#### What the task asks
Which lines of the data contain the string "glass"? Show each of them.

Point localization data
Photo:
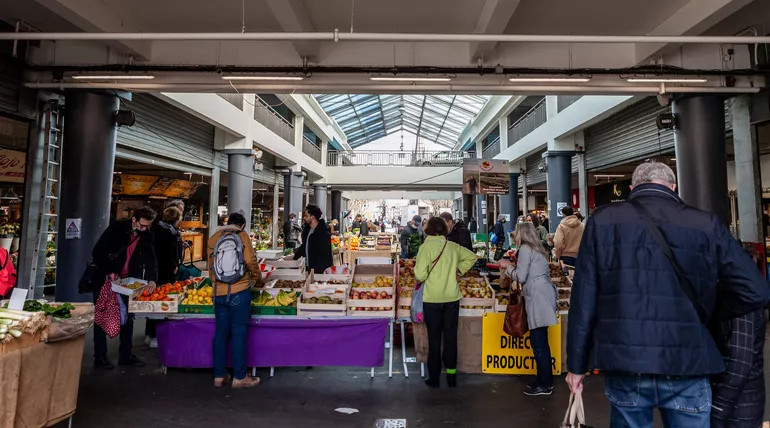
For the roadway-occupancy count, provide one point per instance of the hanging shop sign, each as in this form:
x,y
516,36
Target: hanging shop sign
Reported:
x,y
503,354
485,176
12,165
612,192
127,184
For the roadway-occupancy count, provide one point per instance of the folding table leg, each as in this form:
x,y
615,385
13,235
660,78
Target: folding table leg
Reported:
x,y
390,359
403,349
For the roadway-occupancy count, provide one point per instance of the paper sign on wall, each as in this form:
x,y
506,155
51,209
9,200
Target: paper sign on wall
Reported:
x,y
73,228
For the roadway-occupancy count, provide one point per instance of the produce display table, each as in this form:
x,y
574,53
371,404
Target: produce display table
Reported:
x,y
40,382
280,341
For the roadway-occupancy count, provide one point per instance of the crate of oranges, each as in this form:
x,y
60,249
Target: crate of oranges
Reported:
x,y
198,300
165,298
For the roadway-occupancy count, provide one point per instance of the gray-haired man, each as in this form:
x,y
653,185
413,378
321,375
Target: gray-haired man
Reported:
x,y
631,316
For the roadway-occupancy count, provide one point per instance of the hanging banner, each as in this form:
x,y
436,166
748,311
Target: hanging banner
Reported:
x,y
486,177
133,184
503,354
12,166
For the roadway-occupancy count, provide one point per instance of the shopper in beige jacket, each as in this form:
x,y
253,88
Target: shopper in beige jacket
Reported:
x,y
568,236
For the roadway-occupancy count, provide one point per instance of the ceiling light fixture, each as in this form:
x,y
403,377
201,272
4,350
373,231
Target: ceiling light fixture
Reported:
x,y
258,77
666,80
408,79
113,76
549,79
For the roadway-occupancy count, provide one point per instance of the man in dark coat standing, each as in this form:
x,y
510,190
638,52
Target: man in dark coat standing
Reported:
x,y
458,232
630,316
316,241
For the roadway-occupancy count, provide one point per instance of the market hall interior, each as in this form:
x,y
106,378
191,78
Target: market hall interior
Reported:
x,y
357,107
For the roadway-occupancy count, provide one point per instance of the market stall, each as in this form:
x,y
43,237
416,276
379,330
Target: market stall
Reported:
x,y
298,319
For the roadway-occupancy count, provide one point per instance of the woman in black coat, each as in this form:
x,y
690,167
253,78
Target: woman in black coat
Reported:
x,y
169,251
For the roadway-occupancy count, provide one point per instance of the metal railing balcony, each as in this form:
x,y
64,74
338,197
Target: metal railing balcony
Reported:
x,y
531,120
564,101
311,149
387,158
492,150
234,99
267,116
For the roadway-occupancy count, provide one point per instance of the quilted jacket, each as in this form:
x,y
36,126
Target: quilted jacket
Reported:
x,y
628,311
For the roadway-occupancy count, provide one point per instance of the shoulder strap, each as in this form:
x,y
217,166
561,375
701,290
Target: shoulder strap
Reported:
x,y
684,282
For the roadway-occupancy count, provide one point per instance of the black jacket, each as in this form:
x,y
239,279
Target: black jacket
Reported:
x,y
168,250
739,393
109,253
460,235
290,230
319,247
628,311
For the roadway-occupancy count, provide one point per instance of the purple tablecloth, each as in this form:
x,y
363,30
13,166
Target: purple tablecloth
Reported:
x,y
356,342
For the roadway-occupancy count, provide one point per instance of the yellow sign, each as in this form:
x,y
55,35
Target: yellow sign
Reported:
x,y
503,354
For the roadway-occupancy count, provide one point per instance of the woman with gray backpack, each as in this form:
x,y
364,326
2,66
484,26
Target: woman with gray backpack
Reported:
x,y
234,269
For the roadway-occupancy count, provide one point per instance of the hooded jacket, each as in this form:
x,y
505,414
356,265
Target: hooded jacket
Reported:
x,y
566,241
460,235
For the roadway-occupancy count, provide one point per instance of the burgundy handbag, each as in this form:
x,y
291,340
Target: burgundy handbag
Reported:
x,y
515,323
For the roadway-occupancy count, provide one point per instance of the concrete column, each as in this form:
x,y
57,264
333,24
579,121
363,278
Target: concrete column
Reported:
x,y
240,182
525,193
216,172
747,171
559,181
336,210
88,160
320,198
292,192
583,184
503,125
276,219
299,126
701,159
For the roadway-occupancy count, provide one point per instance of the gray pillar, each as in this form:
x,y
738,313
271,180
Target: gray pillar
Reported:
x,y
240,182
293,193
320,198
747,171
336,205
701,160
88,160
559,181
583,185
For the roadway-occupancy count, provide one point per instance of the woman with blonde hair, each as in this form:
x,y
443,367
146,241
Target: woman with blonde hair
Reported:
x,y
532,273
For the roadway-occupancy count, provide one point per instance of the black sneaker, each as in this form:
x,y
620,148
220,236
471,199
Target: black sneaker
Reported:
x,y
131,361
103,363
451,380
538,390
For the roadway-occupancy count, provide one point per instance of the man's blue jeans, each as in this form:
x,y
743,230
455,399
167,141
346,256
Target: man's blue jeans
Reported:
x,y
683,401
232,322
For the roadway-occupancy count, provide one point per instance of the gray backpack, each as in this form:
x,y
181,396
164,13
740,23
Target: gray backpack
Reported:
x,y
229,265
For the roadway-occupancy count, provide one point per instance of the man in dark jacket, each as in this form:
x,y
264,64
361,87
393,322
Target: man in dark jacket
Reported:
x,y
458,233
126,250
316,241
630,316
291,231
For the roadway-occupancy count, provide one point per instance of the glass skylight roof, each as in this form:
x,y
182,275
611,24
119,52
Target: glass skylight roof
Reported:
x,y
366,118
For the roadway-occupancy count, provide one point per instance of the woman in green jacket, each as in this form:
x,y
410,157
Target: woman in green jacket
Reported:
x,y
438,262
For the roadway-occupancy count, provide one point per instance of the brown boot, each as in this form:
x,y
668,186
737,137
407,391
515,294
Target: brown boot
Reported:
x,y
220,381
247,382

#### Exercise answer
For the roadway-occupancy count, provide one point per instance of the glass skylight roof, each as in this form:
Target: glass skylight roof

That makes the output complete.